● ENUNCIADO 1:
No excerto de comentários, o que indica Fernando Lopes como o cúmulo da sua elegância?
● ENUNCIADO 2:
Indique se cada afirmação está de acordo com o excerto de comentários, respondendo sim ou não e citando as palavras decisivas: (a) Gaffe considera que, nesta área, as mulheres são mais divertidas do que os homens. (b) Fernando Lopes afirma que os «testers» são exclusivo masculino. (c) alexandra g. diz que a maioria das mulheres a admira.
● ENUNCIADO 3:
Prossiga o excerto de comentários a partir do último comentário apresentado.

De alexandra g. a 27.06.2016 às 23:36

permite-me que acrescente o seguinte: quando se tem filhas, menos ainda...

De Fernando Lopes a 27.06.2016 às 23:41

Ingenuidade tua pensar que os «testers» são exclusivo masculino. 

De alexandra g. a 27.06.2016 às 23:45

ingénua? logo eu, que sei o quanto a maioria das mulheres me abomina (e não, não se deve às minhas Bundchen características :)

De Fernando Lopes a 27.06.2016 às 23:50

É bom ser abominado, normalmente é um excelente indicador para não nos relacionarmos com pessoas sem carácter. 

De alexandra g. a 27.06.2016 às 23:53

embora formar um clube de 'abomináveis' abominadores?
 :)

De Gaffe a 28.06.2016 às 00:19

Meu querido amigo,
Devia conhecer as maravilhosas mulheres que me dão o prazer de me considerarem amiga! Com certeza que se divertiria imenso só a observar as formas de "testar" os candidatos. Nesta área, as mulheres são de longe mais divertidas - e com um sentido de humor absolutamente divinal, - do que os homens.

De Fernando Lopes a 28.06.2016 às 00:47

Desde que os «testes» sejam com elegância e a preocupação de não magoar os candidatos acho normal, todos somos constantemente submetidos a testes. Conte, que adoro tentar entrar nas cabeças femininas, tentar perceber as suas subtilezas e obviedades. 

De alexandra g. a 28.06.2016 às 01:46

raios, finalmente uma pessoa percebe que a elegância é questão, para ti, mas tinha que acontecer em algo que não interessa a ninguém :) 

De Fernando Lopes a 28.06.2016 às 07:53

Minha querida, o cúmulo da minha elegância é procurar não ferir ninguém, em circunstância nenhuma. Tirando isso sou rude, abrutalhado, uma besta. ;)

De Gaffe a 28.06.2016 às 09:25

Ficam sempre alguns pequenos hematomas no coração.

● MATERIAL DE BASE:
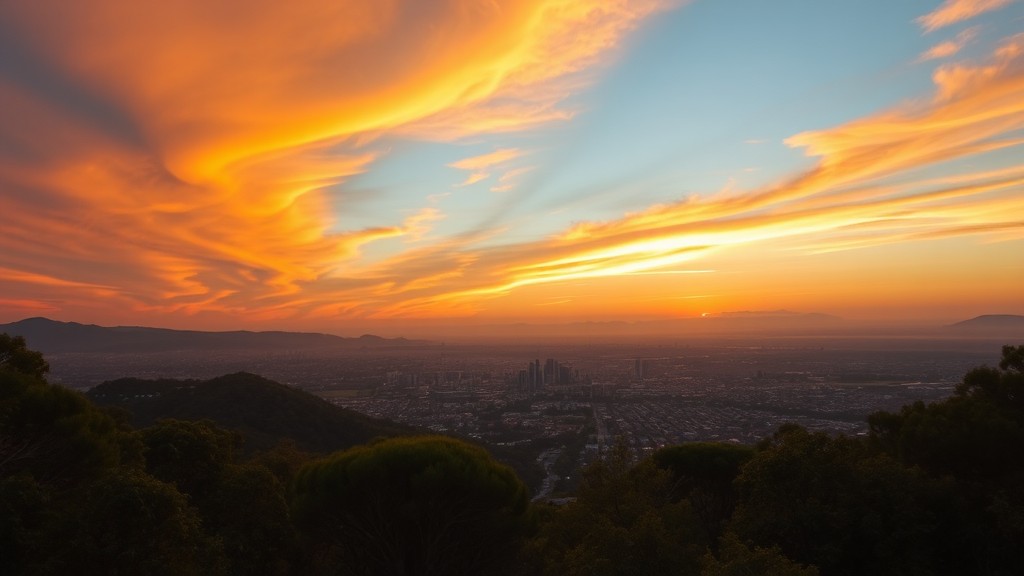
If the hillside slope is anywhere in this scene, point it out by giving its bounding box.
[87,372,418,453]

● RESPOSTA DO EXERCÍCIO 1:
Procurar não ferir ninguém, em circunstância nenhuma.

● RESPOSTA DO EXERCÍCIO 2:
(a) Sim: «as mulheres são de longe mais divertidas»
(b) Não: «Ingenuidade tua pensar que os «testers» são exclusivo masculino.»
(c) Não: «sei o quanto a maioria das mulheres me abomina»

● RESPOSTA DO EXERCÍCIO 3:
Não referi a elegância do assunto, porque ela é inerente ao divertimento. Creio que ninguém se diverte realmente sem ser desta forma.
:) 

De Fernando Lopes a 28.06.2016 às 19:03

Um guerreiro(a) tem sempre as suas marcas, caso contrário não lutou tão intensamente quanto podia.


P.S. - A metáfora bélica não é das mais felizes, mas foi o que se me ocorreu. 

De Anónimo a 28.06.2016 às 10:00

De certa forma evidente tu andas a "testar" o Barnes...

De Fernando Lopes a 28.06.2016 às 19:00

Quando um autor me agrada gosto sempre de ler mais qualquer coisa dele. Este estava em desconto, a rir-se para mim, e eu tungas!

De Gaffe a 28.06.2016 às 19:20

Concordo.
Meu caro amigo, a metáfora bélica é sempre oportuna. 
Há qualquer coisa que me diz que, diga o que disser, tem deixado bastantes cicatrizes por ai.

De Fernando Lopes a 28.06.2016 às 19:28

Sei que não é por mal, mas melhor não remexer em cicatrizes antigas e outras não tão antigas sob pena de desatar a chorar baba e ranho. Sim, eu sei, sou um chorão. 

De Anónimo a 28.06.2016 às 10:36

O anónimo ali em cima sou eu.
Filipe sempre a "andar"...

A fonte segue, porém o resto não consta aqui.